▶ Supplied text:
As many first years will happily (or unhappily) tell you, Microeconomics 1 is a prerequisite for almost everyone studying something that is not arts, law or science – this semester, it has a cohort of 900. However, insofar as their economic studies, many students will only take Microeconomics 1, and not Microeconomics 2 or 3 (heaven forbid that they take macro), and it will therefore be their last taste of formal economics at university. Hence, for many graduates of the ANU and their economic opinions, Micro 1 will be quite influential.
Unfortunately, what is increasingly clear is that this foundational view of economics is not apolitical, nor is it objective – it projects a certain perspective, and selectively omits much of the evidence that would contradict it. Take, for instance, the teaching of deadweight loss (which is effectively just the amount of inefficiency in the market). Deadweight loss can occur in a number of ways, two of which are taxation and monopolies caused by patents. Put simply, it is taught that both government taxation and monopolies damage the efficiency of the market in the short term – a less than efficient amount is produced, and it is sold at a higher than efficient price. In the prescribed reading, however, it is taught that inefficiencies due to patents are not always bad; given that patents drive innovation and creativity, they may cause inefficiency in the short run, but in the long run they can be condoned, as the innovations will boost productivity. None of the above is untrue. The issue is what is left unsaid.

▶ Material supplied:
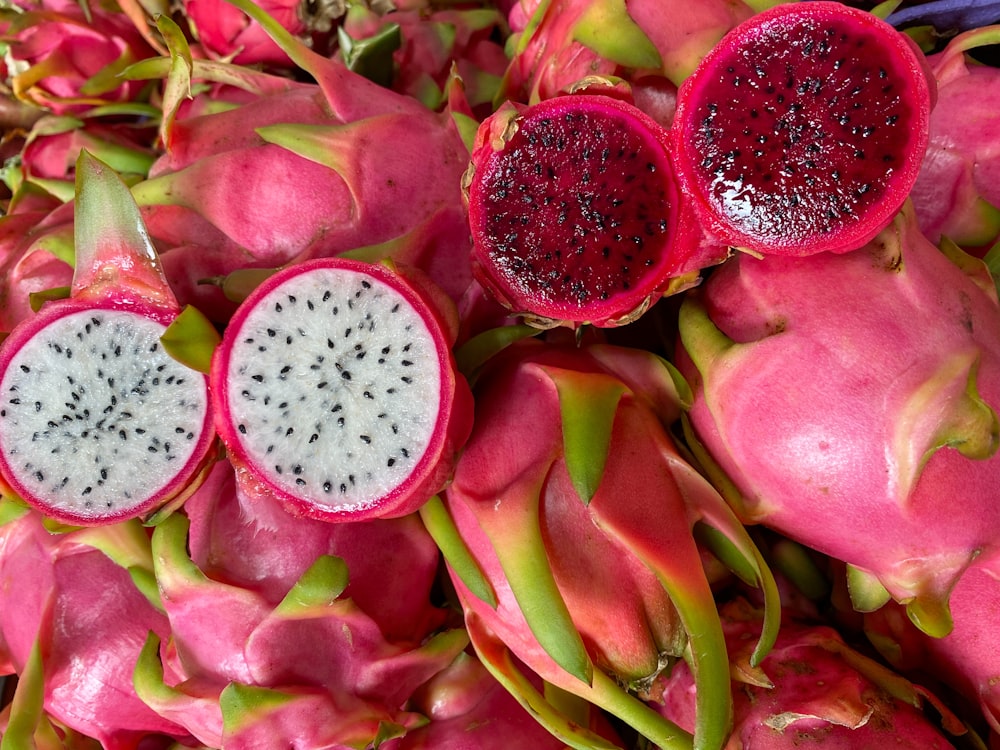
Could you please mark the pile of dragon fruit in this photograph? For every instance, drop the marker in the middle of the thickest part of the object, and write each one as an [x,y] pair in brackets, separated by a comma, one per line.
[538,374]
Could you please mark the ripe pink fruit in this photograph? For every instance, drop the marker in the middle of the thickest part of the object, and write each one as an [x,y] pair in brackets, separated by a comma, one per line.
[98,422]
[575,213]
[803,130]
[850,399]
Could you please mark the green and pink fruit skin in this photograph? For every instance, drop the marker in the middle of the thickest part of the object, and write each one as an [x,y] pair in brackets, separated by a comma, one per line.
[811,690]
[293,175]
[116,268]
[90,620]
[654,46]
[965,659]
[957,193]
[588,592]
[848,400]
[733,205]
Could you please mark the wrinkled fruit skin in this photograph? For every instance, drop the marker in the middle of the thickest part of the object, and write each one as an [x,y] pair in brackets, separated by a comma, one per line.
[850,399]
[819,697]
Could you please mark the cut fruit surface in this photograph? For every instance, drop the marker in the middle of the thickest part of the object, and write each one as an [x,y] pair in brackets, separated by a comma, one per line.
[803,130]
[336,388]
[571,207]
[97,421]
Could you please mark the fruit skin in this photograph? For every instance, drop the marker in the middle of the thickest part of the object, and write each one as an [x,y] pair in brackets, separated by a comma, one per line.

▶ What is needed:
Translate this sentence from the piece on Microeconomics 1 into Spanish: "Deadweight loss can occur in a number of ways, two of which are taxation and monopolies caused by patents." The records are from a separate source and are not connected to the text.

▶ Reply:
La pérdida irrecuperable de eficiencia puede producirse de varias maneras, dos de las cuales son los impuestos y los monopolios causados por las patentes.